WHAT TO PRODUCE: Copy the lines of the data verbatim, from the line with "point: white high-rise" through the last line of the data, both included.

[BEGIN DATA SUPPLIED]

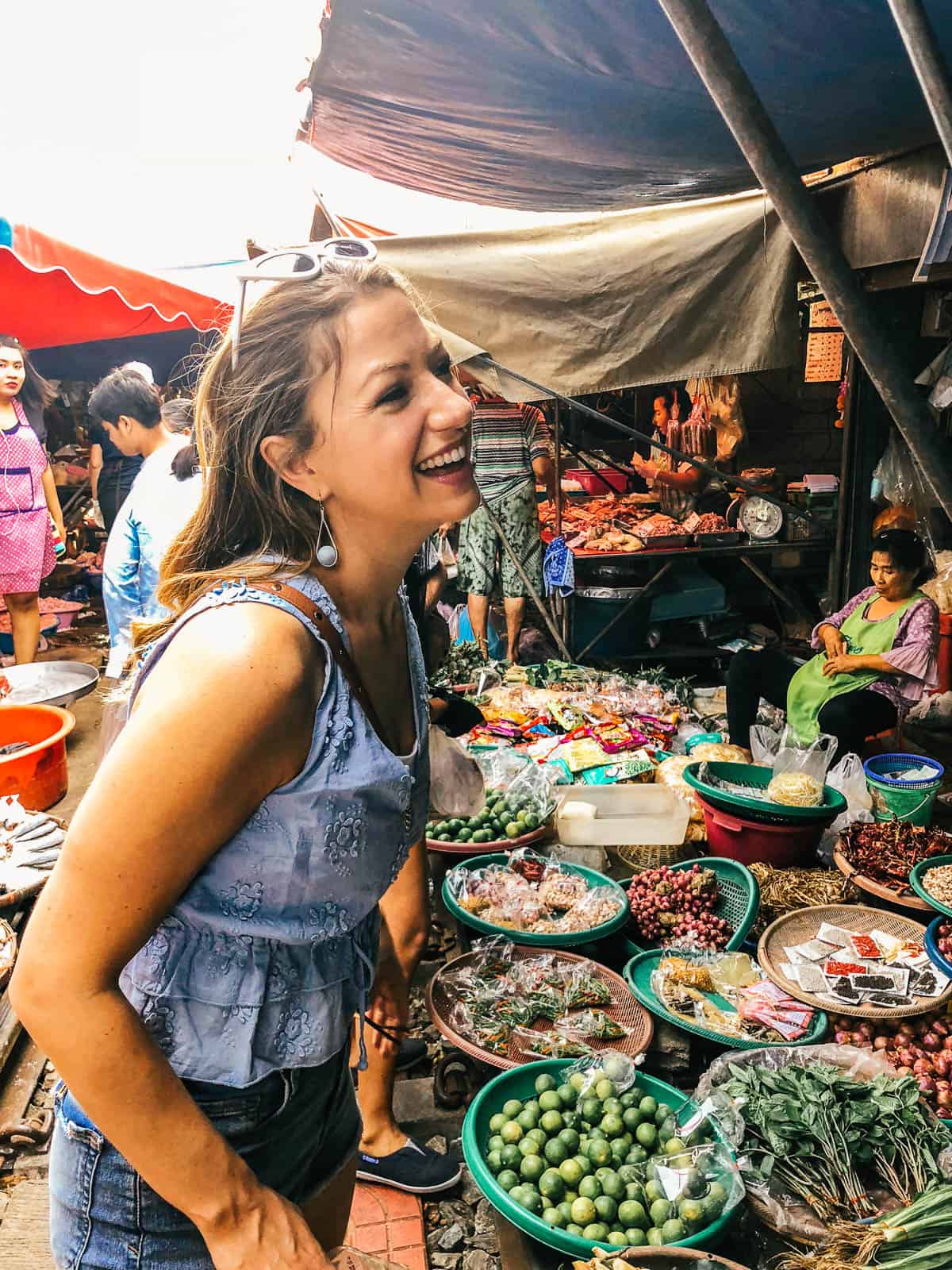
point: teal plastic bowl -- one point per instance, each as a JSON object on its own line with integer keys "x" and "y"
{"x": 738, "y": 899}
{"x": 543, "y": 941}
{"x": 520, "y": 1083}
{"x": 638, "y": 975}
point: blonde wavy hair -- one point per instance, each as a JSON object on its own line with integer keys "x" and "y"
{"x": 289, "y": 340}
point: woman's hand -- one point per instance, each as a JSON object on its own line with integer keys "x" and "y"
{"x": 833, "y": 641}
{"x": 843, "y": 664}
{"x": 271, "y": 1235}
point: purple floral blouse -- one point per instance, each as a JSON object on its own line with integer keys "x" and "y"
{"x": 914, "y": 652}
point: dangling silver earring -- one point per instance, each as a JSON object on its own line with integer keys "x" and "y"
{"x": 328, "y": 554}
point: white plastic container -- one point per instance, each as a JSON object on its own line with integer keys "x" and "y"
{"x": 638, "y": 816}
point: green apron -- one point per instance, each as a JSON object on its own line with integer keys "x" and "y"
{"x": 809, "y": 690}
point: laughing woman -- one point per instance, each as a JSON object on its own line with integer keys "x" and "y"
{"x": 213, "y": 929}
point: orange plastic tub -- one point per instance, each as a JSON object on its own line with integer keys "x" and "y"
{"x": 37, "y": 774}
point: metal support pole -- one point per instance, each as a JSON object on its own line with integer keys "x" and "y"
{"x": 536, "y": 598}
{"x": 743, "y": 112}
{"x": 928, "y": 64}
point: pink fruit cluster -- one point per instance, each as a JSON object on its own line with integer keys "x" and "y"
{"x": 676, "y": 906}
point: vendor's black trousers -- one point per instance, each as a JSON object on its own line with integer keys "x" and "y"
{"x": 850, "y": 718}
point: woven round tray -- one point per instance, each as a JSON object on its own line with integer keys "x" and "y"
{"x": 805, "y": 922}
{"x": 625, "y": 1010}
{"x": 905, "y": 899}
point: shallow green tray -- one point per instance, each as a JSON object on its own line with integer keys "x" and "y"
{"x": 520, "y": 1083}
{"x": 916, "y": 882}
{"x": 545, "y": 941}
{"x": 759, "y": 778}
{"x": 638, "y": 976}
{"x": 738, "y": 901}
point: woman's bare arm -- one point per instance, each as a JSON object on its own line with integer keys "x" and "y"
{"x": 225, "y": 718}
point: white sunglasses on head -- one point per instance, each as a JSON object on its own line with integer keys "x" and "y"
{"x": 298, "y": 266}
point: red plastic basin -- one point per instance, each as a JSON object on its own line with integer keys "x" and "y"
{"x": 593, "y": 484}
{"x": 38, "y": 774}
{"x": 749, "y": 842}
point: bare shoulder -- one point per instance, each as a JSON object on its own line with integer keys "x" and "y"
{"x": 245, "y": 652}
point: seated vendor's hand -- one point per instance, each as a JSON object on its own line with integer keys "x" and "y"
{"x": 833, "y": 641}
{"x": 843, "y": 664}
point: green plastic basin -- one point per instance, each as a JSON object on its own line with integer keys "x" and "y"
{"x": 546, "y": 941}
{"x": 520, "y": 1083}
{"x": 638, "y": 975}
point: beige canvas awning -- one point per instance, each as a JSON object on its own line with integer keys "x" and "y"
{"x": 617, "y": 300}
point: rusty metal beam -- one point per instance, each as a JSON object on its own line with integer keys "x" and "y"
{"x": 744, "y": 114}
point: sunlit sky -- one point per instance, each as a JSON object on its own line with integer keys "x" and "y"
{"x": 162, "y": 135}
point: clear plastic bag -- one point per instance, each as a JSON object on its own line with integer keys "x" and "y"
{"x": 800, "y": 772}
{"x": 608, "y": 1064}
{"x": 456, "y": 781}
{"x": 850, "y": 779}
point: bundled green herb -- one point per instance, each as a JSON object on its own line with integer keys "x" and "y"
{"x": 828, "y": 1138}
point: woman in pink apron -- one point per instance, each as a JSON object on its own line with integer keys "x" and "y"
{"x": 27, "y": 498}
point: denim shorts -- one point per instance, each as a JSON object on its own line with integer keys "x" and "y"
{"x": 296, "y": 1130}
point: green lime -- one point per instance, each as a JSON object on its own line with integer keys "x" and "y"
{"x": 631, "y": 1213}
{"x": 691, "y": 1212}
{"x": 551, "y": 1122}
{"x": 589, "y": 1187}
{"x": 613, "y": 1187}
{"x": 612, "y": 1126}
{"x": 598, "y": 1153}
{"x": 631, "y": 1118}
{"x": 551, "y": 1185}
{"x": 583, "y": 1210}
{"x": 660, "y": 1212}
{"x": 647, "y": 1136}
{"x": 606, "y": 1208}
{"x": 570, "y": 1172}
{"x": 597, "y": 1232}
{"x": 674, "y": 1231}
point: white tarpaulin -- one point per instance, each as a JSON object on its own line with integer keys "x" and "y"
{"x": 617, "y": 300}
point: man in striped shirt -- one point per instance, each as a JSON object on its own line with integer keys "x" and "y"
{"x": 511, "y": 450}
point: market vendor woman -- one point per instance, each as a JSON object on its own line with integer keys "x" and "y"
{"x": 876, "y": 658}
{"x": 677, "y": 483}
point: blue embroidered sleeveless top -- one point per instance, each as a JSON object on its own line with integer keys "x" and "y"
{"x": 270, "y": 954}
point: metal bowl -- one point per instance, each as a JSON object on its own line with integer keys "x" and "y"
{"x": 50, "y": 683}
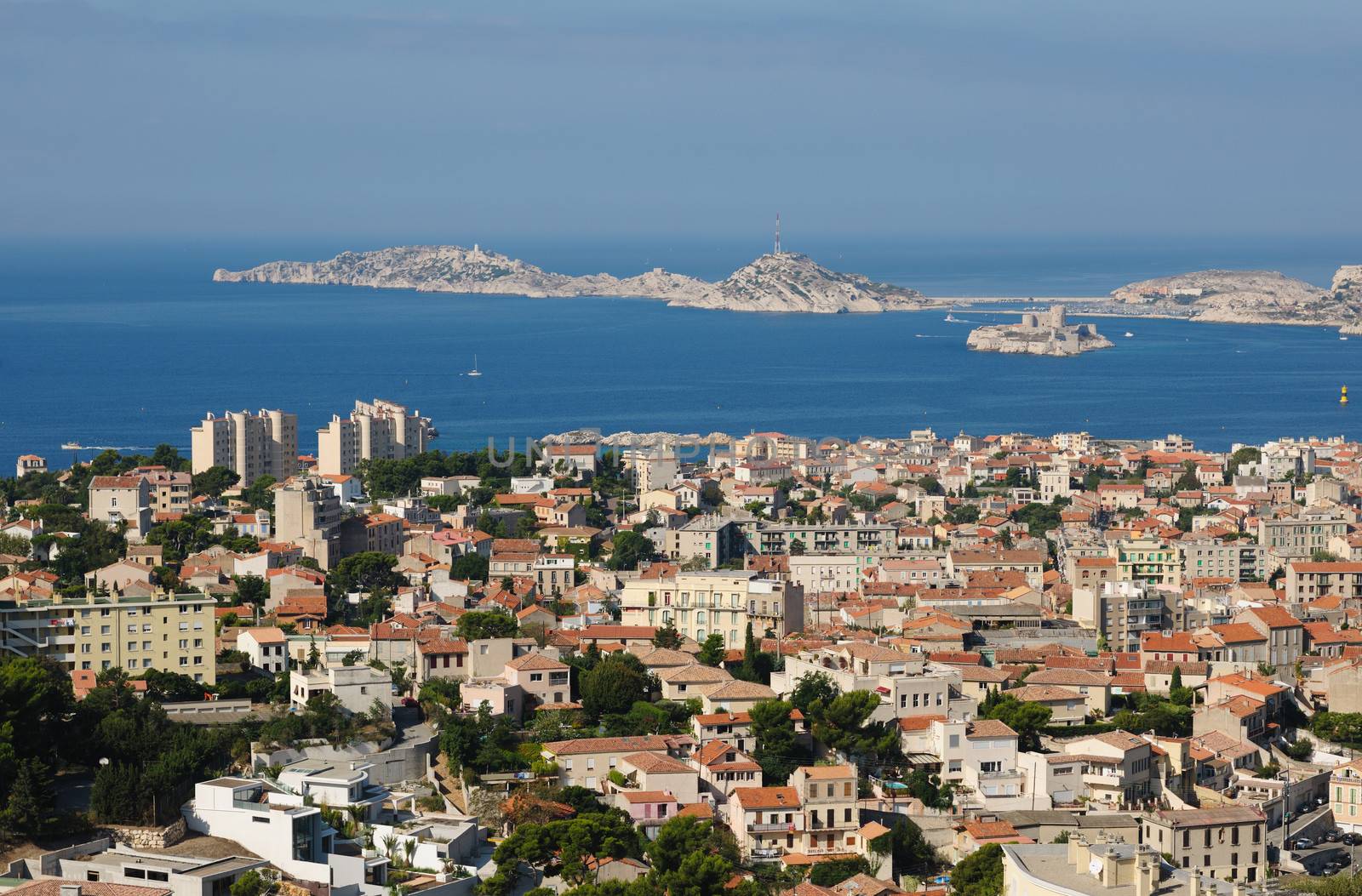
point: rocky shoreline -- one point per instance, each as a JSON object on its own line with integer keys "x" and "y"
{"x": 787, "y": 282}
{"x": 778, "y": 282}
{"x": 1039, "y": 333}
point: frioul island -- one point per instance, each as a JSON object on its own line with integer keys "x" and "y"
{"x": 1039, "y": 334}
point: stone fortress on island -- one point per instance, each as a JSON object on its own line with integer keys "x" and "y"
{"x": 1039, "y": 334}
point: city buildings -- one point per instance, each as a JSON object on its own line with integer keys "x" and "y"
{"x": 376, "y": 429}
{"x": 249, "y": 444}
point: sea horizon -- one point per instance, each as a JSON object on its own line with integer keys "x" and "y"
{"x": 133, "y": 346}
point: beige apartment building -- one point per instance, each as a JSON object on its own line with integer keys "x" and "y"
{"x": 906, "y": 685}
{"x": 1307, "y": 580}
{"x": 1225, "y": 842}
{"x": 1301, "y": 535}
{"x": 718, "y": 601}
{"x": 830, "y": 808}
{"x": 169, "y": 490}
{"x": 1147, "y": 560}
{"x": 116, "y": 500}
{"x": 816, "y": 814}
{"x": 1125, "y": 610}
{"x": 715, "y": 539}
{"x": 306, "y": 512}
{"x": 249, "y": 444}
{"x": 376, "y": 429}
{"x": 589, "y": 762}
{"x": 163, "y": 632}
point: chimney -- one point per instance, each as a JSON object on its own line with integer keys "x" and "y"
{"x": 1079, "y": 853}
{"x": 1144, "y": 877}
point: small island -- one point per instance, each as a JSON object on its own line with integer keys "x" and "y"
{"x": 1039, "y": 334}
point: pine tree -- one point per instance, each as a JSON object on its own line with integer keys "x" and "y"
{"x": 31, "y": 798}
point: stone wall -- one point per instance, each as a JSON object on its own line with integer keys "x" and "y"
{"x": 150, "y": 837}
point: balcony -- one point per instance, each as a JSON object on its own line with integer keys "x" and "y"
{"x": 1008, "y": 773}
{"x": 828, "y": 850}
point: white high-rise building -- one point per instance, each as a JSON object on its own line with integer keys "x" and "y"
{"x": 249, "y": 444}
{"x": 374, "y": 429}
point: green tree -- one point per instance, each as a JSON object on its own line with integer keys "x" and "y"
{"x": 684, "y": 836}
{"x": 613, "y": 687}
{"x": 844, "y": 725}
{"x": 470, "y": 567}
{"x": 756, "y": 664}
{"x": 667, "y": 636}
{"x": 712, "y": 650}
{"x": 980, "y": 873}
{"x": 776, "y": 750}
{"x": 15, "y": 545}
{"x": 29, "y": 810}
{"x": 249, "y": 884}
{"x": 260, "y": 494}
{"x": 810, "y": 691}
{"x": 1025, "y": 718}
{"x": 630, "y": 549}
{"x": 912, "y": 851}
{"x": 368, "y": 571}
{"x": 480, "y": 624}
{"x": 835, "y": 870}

[END DATA SUPPLIED]

TASK ANSWER:
point: white high-rise building -- one point per instance, each as a JSON object on its own line with integer keys "x" and "y"
{"x": 249, "y": 444}
{"x": 374, "y": 429}
point: green tree -- one point per instance, each as a JSON object on its own line with integer keys "x" and "y"
{"x": 684, "y": 836}
{"x": 613, "y": 687}
{"x": 844, "y": 725}
{"x": 470, "y": 567}
{"x": 756, "y": 664}
{"x": 667, "y": 636}
{"x": 712, "y": 650}
{"x": 980, "y": 873}
{"x": 776, "y": 750}
{"x": 15, "y": 545}
{"x": 29, "y": 810}
{"x": 249, "y": 884}
{"x": 260, "y": 494}
{"x": 810, "y": 691}
{"x": 1025, "y": 718}
{"x": 630, "y": 549}
{"x": 912, "y": 851}
{"x": 368, "y": 571}
{"x": 480, "y": 624}
{"x": 835, "y": 870}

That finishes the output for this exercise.